### [Given entries]
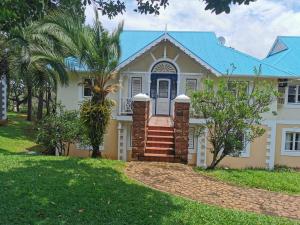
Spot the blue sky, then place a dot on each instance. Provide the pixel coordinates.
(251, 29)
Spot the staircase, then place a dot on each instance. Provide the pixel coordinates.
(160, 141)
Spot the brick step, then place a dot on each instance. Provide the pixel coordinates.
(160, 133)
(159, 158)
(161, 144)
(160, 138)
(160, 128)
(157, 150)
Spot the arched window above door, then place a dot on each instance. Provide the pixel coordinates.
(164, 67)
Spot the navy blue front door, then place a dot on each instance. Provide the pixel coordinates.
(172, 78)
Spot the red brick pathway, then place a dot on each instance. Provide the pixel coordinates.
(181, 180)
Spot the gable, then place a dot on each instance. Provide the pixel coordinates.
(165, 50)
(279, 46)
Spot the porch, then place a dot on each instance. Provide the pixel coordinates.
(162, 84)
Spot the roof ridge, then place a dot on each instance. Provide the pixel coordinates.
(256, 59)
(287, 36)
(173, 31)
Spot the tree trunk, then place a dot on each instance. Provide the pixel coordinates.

--

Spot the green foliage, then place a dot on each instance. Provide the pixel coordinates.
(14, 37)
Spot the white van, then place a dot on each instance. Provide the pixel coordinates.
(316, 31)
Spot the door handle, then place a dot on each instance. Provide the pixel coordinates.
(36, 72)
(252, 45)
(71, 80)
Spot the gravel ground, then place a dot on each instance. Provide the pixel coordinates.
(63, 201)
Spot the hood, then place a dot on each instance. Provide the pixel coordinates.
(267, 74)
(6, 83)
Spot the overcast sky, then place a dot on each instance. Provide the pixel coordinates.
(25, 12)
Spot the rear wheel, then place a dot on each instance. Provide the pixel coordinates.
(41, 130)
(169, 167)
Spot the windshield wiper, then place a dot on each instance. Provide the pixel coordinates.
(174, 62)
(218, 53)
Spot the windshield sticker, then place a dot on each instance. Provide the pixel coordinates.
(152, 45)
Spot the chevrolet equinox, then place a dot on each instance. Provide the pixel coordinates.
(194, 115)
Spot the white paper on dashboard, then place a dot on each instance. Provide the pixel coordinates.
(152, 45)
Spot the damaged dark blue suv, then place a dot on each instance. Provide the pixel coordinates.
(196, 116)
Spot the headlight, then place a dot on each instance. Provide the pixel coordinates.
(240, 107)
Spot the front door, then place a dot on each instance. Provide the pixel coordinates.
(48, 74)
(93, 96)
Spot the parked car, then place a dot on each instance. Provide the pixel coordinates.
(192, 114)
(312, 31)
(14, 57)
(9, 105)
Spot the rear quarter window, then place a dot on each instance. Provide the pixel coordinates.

### [Work request]
Of all the entries above, repeat only the lines from the line that has "Spot the brick" to the line that has "Spot the tree", both lines included, exactly.

### [Task response]
Spot the brick step, then place a dot on each instance. Provide the pixel coordinates.
(160, 133)
(159, 158)
(161, 144)
(160, 138)
(160, 128)
(157, 150)
Spot the arched window above door, then place a dot on each instance. Provide the pixel coordinates.
(164, 67)
Spot the navy blue front door, then place a dot on each instance. Provide the pixel coordinates.
(172, 78)
Spot the red brick pathway, then place a dot on each instance. Provide the pixel coordinates.
(181, 180)
Spot the gable, then place a dot on each instance. Provide the pixel coordinates.
(165, 50)
(279, 46)
Spot the porch, then place a dot on each instance. Provide the pixel coordinates.
(162, 84)
Spot the roof ridge, then place a dot on each instance. Provide the pixel coordinates.
(256, 59)
(287, 36)
(173, 31)
Spot the tree trunk, then place a dot on each instance. Provide the pixel coordinates.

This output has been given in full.